- _EXERCISE DIRECTIONS_: Every line from the one that includes "of the fallen" to the end of the entries should be written out exactly, with the first and last included.

Point localization data:
□ □ □
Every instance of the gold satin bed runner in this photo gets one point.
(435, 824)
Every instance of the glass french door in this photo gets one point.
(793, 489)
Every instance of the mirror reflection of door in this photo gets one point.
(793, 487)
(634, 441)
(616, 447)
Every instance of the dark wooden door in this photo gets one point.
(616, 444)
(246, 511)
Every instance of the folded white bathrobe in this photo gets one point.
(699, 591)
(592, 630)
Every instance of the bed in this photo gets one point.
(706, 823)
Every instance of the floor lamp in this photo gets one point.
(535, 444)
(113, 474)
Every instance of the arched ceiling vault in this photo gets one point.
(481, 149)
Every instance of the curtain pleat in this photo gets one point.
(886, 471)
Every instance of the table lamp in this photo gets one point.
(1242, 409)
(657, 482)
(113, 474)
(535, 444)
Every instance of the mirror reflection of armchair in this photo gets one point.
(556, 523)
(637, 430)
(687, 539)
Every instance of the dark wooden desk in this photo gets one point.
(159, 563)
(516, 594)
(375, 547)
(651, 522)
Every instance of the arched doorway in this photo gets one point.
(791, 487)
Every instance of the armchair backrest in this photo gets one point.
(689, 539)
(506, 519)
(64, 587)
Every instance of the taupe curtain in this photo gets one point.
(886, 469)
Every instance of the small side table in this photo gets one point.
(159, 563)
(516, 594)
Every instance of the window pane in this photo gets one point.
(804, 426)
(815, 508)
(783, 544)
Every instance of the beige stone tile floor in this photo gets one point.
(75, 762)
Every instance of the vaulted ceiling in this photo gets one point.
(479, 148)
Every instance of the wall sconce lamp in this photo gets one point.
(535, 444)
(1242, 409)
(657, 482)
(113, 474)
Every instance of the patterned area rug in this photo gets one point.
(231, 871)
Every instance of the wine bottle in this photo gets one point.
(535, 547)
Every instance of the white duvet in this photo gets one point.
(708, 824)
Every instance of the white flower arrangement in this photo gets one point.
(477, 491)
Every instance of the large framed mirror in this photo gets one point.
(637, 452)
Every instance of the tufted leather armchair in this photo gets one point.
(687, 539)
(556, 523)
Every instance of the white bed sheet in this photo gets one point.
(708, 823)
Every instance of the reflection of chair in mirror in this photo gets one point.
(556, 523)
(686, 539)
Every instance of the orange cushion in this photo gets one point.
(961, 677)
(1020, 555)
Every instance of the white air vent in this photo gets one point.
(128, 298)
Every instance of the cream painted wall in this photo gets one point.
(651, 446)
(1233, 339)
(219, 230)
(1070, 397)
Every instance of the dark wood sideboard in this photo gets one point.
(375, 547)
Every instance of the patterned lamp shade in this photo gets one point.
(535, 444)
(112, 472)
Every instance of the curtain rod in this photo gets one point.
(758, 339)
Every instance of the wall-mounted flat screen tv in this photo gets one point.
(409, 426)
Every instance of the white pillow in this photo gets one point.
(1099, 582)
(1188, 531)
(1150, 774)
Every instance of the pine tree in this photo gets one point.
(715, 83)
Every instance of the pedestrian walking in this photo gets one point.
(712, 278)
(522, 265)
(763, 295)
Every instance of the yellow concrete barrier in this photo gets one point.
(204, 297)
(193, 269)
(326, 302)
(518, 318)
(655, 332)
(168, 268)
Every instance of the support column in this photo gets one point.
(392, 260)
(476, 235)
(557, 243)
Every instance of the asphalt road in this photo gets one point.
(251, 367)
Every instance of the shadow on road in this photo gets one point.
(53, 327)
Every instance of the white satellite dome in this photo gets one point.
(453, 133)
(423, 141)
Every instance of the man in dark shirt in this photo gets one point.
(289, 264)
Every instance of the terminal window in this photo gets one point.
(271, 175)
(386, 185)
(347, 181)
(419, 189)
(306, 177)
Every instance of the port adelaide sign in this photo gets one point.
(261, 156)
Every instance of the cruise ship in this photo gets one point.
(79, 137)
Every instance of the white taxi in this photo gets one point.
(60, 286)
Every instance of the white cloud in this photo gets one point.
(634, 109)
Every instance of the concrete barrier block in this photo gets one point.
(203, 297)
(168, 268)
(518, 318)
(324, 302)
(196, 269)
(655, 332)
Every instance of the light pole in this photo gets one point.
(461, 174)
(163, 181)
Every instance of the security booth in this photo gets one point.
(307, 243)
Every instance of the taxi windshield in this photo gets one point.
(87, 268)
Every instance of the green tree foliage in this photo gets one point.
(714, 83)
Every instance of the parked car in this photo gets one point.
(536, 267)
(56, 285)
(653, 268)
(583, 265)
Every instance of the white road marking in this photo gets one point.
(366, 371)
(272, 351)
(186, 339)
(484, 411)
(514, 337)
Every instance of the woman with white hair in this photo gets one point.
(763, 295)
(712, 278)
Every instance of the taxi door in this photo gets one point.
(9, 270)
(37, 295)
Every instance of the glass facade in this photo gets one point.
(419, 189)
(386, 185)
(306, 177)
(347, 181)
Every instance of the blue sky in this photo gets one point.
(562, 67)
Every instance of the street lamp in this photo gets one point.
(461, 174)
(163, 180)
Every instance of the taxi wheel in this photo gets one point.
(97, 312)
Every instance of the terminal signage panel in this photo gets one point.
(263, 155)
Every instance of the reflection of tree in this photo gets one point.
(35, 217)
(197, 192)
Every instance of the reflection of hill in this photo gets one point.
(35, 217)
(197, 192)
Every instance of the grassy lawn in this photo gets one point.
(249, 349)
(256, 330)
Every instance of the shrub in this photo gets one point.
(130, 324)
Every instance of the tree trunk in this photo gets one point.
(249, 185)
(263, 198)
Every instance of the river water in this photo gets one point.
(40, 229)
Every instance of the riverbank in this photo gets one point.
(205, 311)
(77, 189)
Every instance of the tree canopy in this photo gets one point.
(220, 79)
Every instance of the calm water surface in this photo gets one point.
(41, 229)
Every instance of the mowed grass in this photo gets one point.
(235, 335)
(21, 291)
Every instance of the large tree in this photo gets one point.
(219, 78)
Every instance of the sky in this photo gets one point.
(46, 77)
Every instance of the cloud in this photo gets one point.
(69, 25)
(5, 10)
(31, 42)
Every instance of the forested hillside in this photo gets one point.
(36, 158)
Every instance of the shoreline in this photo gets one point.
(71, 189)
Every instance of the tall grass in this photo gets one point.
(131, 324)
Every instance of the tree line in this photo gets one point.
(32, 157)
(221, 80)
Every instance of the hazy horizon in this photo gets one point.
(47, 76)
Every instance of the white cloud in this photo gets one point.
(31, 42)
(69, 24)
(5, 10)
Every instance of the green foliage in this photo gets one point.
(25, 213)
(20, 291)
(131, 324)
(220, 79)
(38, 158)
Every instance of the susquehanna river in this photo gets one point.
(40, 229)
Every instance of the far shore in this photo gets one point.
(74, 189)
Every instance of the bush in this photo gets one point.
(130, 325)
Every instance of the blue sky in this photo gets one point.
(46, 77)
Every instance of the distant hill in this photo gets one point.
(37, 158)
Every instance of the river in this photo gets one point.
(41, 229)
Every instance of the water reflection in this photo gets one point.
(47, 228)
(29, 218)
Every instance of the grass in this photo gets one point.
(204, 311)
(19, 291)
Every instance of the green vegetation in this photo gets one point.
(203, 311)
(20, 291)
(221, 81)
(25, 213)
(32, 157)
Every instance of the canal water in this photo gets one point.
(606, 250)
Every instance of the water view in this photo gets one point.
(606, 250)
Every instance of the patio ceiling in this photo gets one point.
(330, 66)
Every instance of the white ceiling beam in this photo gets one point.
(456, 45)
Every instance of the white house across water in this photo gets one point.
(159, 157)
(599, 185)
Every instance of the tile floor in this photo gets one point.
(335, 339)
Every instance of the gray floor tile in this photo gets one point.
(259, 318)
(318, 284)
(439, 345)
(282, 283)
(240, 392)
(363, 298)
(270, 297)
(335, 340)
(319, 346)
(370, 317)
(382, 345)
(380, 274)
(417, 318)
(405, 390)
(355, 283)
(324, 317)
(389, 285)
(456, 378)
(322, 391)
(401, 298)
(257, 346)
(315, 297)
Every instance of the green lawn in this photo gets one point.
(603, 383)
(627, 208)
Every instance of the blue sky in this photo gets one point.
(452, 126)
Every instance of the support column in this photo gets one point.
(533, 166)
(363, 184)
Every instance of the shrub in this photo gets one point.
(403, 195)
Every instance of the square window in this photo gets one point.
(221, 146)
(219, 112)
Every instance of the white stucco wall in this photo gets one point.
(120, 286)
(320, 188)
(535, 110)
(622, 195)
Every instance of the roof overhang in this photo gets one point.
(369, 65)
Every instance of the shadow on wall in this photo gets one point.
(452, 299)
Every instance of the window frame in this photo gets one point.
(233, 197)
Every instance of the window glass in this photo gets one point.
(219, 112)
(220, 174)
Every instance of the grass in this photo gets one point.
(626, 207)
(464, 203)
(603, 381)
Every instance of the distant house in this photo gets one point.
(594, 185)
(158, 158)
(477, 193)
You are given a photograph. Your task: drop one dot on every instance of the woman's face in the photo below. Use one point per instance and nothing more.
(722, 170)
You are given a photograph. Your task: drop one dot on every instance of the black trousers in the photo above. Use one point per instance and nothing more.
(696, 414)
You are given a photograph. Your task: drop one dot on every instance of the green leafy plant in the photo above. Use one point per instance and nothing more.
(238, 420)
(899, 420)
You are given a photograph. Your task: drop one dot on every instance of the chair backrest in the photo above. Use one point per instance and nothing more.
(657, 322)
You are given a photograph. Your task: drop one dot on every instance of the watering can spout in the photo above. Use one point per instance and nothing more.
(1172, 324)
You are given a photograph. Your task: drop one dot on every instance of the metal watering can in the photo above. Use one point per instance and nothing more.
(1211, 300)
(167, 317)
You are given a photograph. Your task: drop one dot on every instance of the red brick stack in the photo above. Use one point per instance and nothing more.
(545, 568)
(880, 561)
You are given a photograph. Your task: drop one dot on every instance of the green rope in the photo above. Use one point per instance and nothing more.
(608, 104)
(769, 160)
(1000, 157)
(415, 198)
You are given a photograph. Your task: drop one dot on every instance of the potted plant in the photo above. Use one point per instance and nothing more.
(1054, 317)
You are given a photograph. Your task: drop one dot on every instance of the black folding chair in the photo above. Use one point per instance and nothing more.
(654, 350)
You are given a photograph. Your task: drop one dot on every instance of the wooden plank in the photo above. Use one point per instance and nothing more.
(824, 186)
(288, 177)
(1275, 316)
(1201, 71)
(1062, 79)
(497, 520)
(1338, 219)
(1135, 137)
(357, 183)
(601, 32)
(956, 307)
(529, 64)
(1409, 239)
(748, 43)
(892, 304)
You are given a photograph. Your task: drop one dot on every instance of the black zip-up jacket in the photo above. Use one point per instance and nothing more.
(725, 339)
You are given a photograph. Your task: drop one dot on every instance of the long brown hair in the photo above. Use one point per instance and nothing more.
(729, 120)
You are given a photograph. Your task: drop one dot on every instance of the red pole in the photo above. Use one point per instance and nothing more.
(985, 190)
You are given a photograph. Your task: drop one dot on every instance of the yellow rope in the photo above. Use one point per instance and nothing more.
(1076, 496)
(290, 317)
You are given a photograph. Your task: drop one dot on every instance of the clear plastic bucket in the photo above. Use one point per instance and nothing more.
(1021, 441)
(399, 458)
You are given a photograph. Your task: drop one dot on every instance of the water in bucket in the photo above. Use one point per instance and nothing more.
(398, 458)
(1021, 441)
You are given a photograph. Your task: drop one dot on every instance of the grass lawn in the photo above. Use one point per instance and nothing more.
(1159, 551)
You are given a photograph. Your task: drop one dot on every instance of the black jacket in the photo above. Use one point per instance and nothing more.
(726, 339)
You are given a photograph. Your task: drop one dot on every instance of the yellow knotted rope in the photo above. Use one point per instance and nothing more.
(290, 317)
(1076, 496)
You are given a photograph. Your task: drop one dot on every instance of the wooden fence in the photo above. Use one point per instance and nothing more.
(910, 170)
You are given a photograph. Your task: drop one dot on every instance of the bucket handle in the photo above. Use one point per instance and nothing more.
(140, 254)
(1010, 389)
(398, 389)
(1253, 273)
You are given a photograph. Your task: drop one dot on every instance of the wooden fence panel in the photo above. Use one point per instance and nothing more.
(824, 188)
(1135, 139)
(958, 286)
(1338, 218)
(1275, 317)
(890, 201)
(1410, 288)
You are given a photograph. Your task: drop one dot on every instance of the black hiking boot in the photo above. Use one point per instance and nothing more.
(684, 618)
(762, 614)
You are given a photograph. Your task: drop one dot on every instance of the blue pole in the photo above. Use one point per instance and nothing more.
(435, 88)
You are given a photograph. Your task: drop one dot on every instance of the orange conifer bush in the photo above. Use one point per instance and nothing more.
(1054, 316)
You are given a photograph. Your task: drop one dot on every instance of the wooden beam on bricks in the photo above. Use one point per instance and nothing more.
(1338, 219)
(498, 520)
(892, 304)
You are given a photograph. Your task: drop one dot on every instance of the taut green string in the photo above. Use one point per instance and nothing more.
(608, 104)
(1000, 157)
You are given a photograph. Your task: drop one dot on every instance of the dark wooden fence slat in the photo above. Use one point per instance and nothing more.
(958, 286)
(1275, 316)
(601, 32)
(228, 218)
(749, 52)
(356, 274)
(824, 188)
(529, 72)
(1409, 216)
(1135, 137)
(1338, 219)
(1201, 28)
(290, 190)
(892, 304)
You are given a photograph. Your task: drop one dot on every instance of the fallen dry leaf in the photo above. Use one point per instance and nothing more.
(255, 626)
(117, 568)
□ □ □
- _EXERCISE ANSWER_:
You are given a photograph. Your task: drop one dot on every instance of the fallen dry leaf in the photo above. Use one point per instance and nothing more.
(255, 626)
(117, 568)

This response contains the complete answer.